__DATA FOR REVIEW__
Start of Block
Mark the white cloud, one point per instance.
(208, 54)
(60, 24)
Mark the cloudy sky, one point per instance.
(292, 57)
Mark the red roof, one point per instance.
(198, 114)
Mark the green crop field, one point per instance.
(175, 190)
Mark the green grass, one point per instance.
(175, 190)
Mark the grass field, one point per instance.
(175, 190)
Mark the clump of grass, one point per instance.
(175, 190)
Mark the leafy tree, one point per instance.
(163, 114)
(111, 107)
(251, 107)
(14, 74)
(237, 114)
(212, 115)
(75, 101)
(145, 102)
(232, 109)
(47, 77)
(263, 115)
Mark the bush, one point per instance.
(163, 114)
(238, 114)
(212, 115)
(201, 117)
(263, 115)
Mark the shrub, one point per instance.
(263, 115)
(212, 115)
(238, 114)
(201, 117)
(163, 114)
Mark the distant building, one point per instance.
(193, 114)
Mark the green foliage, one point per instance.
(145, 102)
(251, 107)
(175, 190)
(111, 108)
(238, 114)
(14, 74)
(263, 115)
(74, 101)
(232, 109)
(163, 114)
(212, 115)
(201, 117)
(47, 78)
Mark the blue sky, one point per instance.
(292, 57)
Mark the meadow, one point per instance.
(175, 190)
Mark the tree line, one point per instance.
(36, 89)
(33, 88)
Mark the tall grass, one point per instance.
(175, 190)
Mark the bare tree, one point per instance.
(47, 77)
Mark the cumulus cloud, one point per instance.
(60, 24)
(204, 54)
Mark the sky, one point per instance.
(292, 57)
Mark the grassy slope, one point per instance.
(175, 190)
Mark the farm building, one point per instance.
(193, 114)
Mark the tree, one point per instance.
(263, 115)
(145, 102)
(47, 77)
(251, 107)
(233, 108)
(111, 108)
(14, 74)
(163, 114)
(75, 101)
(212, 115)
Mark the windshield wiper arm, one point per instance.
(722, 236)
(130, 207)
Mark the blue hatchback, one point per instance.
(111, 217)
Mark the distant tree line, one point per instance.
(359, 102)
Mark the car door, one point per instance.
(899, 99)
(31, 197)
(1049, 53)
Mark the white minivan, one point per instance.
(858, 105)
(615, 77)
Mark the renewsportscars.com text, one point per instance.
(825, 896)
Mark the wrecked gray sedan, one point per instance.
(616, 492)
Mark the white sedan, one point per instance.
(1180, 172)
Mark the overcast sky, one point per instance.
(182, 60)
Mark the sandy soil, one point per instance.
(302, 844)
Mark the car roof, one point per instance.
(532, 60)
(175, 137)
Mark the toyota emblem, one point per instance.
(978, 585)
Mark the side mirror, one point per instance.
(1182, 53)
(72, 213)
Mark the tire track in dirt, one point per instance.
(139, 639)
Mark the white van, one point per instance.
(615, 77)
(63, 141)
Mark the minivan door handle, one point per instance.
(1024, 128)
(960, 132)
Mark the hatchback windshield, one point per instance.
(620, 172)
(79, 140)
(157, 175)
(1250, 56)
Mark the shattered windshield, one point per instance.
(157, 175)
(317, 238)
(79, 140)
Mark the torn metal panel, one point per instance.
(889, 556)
End of Block
__WHAT THE EXERCISE ASKS__
Please repeat the lines above exactly, beginning with the line that contains "Mark the tire" and ending with the final one.

__FINAL ANSWER__
Mark the tire track in dirt, one point per instance.
(139, 639)
Mark the white van, one point per instance.
(615, 77)
(63, 141)
Mark the minivan door handle, one point per instance.
(1024, 128)
(960, 132)
Mark the hatchback windshield, one point per instance.
(620, 172)
(79, 140)
(157, 175)
(1250, 56)
Mark the shattered windshield, one point per instance.
(157, 175)
(317, 238)
(79, 140)
Mark the torn metal panel, one point per instance.
(889, 556)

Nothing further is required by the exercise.